5. Da qui tutto un inseguire, come fa in fondo il Wolf linkato all'inizio, la definizione del nuovo "male", visto come causa, improvvisa, di impedimento ad un progresso altrimenti inarrestabile; anche se, magari, un po'"disintermediante", non tanto dei parlamenti e dei governi, quanto delle istituzioni democratiche rappresentative degli interessi pluriclasse del popolo italiano, cioè della democrazia pluriclasse (e non formale, idraulico-elettorale, cioè liberal-oligarchica): quella della eguaglianza sostanziale della nostra (la nostra!) Costituzione.
Il nuovo male, naturalmente, sono i POPULISMI. Ismi, ismi...
Il termine più vuoto di significato della lingua italiana viene declinato pure al plurale, a confermarne l'indeterminatezza#populismipic.twitter.com/37UXZSpbDV— Ora Basta (@giuslit) 8 gennaio 2017
Ma lo smantellamento del welfare a piccole dosi (prodianamente parlando), il perseguimento dell'alta disoccupazione strutturale per "concedere", come fosse un beneficio graziosamente elargito da volenterosi "amici del popolo" (ma detto sottovoce, "popolo", per non confondersi con i populisti...), il precariato e la deflazione salariale dai mille volti (dai contratti di solidarietà, ai voucher, alle riassunzioni dei licenziati ultracinquantenni, in nuovo regime "jobs act"), possono davvero essere "curati" e con esso il "populismo", muovendo dei rimproveri a...Renzi?

◆ **MATERIALE FORNITO**

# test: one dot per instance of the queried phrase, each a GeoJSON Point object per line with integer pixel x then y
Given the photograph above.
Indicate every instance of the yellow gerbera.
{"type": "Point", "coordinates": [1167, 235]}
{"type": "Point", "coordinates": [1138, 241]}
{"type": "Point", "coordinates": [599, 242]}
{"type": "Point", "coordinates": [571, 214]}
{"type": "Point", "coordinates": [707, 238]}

◆ **CONSEGNA RICHIESTA**
Prosegua il brano sui populismi e sullo smantellamento del welfare, riprendendo subito dopo l'ultima frase riportata.

◆ **RISPOSTA ALL'ESERCIZIO**
Non credo sia scandalo pagare lavoretti extra ai pensionati con i voucher. È scandalo pagare il 1º lavoro con i voucher. Pensione a 126anni! pic.twitter.com/bhM9MoFKzg— Nazario (@ARIZONA49) 7 gennaio 2017
6. In particolare si avanza il rimprovero di "non dire la verità alla cittadinanza".
Non sia mai che la si possa dire al "popolo sovrano", come invece scolpisce chiaramente l'articolo 1 della Costituzione, visto che, insomma, "popolo"è la radice di populismo; mentre la "sovranità", beh, è il "nemico della pace" (rimuovendo Rosa Luxemburg...e Lenin, pp.6-7; il che "a sinistra" non mi pare il massimo...) e, dunque, non è più "etico" parlarne, (specie dopo la Brexit!). Ma "rimosso" il primo e demonizzata la seconda, c'è qualcuno che può permettersi di dirla, 'sta verità, ove avesse già a lungo governato (in nome dell'euro e della sfida della globalizzazione)?
6.1. Ora, tra le soluzioni, Mucchetti indica il sistema proporzionale con adeguato sbarramento per evitare la frammentazione, "perché in Germania funziona". Ma il tutto è volto allo scopo di favorire le grandi coalizioni, "con il centro e il centrodestra costituzionali": come, come, come?
E da quando ci sarebbero anche un centro e un centro-destra "incostituzionali" e quale sarebbe il carattere discretivo? E poi: siamo sicuri che il sistema proporzionale (con sbarramento e magari un "piccolo" premio di maggioranza), contro il populismo che arriva misterioso e flambant neuf (ma davvero?), in Germania, realmente "funzioni" e possa continuare a farlo?
Non so perché, ma appare una posizione un po', come dire, wishful thinking, un espediente di auto-mantenimento al potere ad ogni costo; di certo una soluzione né stabile, nè tantomeno strutturale.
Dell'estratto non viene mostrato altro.